>> Begin SUPPLIED TEXT
My own thoughts on welfare reform: it's clear to me from the research I've done to write about poverty, and from reading books like DeParle's, that the poor suffer from three main problems: their own poor impulse control or decision making; a culture that encourages poor decision making; and limited means, which give them no buffer against the results of their poor decision making.

Liberals want to change the third variable, but this is somewhat recursive. As long as our society offers housing to everyone who needs it, the poor will be stuck living with people whose bad behaviour makes them impossible neighbours . . . so that even if the housing stock is physically perfect, crime and various other sorts of antisocial behavior that flourish in a world without evictions make the housing for the poor actually unbearable. Also, if people have very bad problems, such as mental illness or drug addiction, no reasonable amount of cash will improve their lot without adding things like forced institutionalisation. The people with those problems, unsurprisingly, are the overwhelming majority of the truly immiserated poor, who have rotting housing, insufficient caloric intake, and so forth.

Conservatives, by and large, want to change the first two variables, and there's a lot to this. There's simply no question that welfare enables women to make short term choices that are all right in the short term (dropping out of school, having a baby out of wedlock), but disastrous in the long term. Enabling women to make awful short term choices means enabling some proportion of them to ruin their lives.

But it's not enough to say to these women "Get married" or "Ignore your friends and pay attention to school". Some extraordinary people do, of course, but we all tend to overestimate how easy it is to be that extraordinary. Most of us reading this blog, after all, went to college and/or got nice steady jobs because we had enormous social and familial pressure on us to do so. How many of us were strong enough to overcome our environment, drop out of high school, and sell drugs?
>> End SUPPLIED TEXT
>> Begin RECORDS SUPPLIED
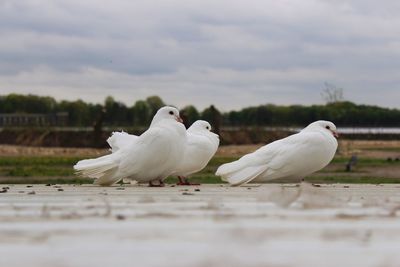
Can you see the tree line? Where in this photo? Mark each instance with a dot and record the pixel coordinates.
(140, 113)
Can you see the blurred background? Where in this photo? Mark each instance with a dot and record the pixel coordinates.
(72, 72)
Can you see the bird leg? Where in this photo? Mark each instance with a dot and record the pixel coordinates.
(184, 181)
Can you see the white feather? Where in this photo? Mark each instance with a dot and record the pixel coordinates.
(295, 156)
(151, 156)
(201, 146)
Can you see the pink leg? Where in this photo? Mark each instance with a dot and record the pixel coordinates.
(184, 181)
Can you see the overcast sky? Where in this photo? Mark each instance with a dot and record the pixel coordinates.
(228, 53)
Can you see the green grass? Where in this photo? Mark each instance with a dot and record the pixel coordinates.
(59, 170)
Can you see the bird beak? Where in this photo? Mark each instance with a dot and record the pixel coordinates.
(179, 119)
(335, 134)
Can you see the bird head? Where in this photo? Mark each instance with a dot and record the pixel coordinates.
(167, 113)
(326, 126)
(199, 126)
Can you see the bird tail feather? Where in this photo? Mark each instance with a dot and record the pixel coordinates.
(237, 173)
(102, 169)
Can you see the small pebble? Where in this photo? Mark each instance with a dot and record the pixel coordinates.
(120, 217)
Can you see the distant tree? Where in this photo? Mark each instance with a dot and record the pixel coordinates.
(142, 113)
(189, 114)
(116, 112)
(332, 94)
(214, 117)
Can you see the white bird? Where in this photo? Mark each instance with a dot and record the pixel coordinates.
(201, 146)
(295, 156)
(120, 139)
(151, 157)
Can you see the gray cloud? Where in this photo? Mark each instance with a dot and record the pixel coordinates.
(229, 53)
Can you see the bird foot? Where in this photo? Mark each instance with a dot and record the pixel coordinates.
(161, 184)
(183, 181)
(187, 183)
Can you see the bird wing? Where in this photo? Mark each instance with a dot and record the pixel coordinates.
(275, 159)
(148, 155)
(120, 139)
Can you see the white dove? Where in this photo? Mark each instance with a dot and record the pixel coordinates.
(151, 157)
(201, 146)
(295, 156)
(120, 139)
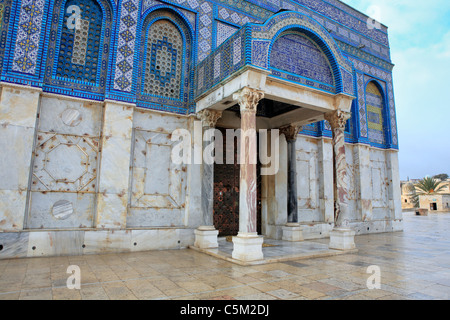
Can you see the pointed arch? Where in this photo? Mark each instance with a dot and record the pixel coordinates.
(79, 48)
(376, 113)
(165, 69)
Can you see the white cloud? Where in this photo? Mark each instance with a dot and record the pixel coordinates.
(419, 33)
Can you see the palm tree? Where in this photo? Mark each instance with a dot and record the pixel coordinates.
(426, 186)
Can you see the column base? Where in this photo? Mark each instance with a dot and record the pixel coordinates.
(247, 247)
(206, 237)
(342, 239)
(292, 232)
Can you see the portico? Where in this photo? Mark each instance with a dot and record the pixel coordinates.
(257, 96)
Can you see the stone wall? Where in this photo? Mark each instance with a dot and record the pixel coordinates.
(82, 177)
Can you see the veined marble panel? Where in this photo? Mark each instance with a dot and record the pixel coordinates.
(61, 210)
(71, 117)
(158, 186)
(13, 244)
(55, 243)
>> End RECORDS SUPPLIED
>> Begin RECORDS SUPPLIED
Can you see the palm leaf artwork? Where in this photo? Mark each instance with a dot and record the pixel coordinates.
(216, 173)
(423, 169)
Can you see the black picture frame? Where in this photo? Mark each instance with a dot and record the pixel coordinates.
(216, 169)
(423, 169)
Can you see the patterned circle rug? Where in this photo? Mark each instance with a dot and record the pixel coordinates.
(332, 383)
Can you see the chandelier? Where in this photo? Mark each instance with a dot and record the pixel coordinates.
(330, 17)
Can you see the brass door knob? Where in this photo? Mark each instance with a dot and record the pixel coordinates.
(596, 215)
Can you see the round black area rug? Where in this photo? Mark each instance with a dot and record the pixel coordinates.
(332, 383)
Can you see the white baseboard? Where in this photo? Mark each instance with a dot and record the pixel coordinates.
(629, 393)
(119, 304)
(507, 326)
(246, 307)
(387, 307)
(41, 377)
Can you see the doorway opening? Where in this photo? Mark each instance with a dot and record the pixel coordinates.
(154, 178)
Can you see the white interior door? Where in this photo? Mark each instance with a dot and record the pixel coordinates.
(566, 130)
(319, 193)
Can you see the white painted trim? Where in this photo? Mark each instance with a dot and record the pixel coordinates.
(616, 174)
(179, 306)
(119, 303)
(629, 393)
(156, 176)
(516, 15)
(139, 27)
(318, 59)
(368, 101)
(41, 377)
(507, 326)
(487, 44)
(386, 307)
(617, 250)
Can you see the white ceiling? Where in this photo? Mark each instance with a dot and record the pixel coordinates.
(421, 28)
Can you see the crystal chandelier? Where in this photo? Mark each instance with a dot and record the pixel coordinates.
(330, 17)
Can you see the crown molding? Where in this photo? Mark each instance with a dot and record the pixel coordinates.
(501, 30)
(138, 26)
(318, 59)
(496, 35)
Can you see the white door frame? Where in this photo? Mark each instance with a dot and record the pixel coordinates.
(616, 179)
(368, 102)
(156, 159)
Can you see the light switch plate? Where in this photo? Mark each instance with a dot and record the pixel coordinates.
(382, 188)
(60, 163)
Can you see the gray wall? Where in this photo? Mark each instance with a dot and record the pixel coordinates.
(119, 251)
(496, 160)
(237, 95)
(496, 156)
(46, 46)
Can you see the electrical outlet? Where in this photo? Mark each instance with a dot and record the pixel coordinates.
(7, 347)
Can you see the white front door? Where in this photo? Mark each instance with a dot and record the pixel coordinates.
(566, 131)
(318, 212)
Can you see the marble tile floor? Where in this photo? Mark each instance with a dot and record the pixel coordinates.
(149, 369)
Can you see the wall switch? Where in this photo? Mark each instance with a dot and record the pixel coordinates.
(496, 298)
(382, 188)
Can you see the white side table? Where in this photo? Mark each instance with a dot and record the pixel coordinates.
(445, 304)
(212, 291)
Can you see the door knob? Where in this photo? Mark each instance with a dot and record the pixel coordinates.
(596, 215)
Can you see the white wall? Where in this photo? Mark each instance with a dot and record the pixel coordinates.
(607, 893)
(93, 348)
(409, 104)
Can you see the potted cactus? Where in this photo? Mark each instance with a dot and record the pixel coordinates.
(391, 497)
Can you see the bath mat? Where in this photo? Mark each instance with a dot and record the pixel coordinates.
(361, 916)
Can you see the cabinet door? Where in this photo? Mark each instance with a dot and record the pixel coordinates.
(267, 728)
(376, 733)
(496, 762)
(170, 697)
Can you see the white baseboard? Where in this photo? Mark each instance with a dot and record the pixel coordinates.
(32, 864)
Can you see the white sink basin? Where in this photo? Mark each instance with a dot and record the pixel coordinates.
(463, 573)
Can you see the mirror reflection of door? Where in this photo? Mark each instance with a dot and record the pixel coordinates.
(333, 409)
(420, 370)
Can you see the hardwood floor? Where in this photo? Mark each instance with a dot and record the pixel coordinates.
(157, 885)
>> End RECORDS SUPPLIED
WHAT TO DO »
a) What three main problems does the welfare reform text say the poor suffer from?
b) Carry the text on welfare reform forward, starting after its final sentence.
The recorded data plays no role here.

EXPECTED RESULTS »
a) Their own poor impulse control or decision making, a culture that encourages poor decision making, and limited means that give them no buffer against the results of those decisions.

b)
I jest, of course, but not totally. The fact that every inner-city kid isn't a Horatio Alger story doesn't mean that inner city kids couldn't be, if their environment were more like the one I grew up in. After all, the girls in my high school didn't fail to have babies at 16 because they were more virtuous than the ones down the road at JFK High; they failed to have babies because they had a very clear idea that something better awaited them. How do we give those kids a more hopeful vision of their futures?

Part of the answer, I hope, is that by ceasing to enable those bad short-term decisions, the culture changes to focus more on the long term. Girls stop having babies at fifteen, and start demanding committment at 25--and they demand, too, that the boys stop selling drugs, because a husband in prison is one who can't provide for his family, and the government won't replace him any more. I doubt that's the whole answer, but I hope it's a big part of it.

There's a lot I agree with in there—and a little I do not.

But she's certainly a smart cookie.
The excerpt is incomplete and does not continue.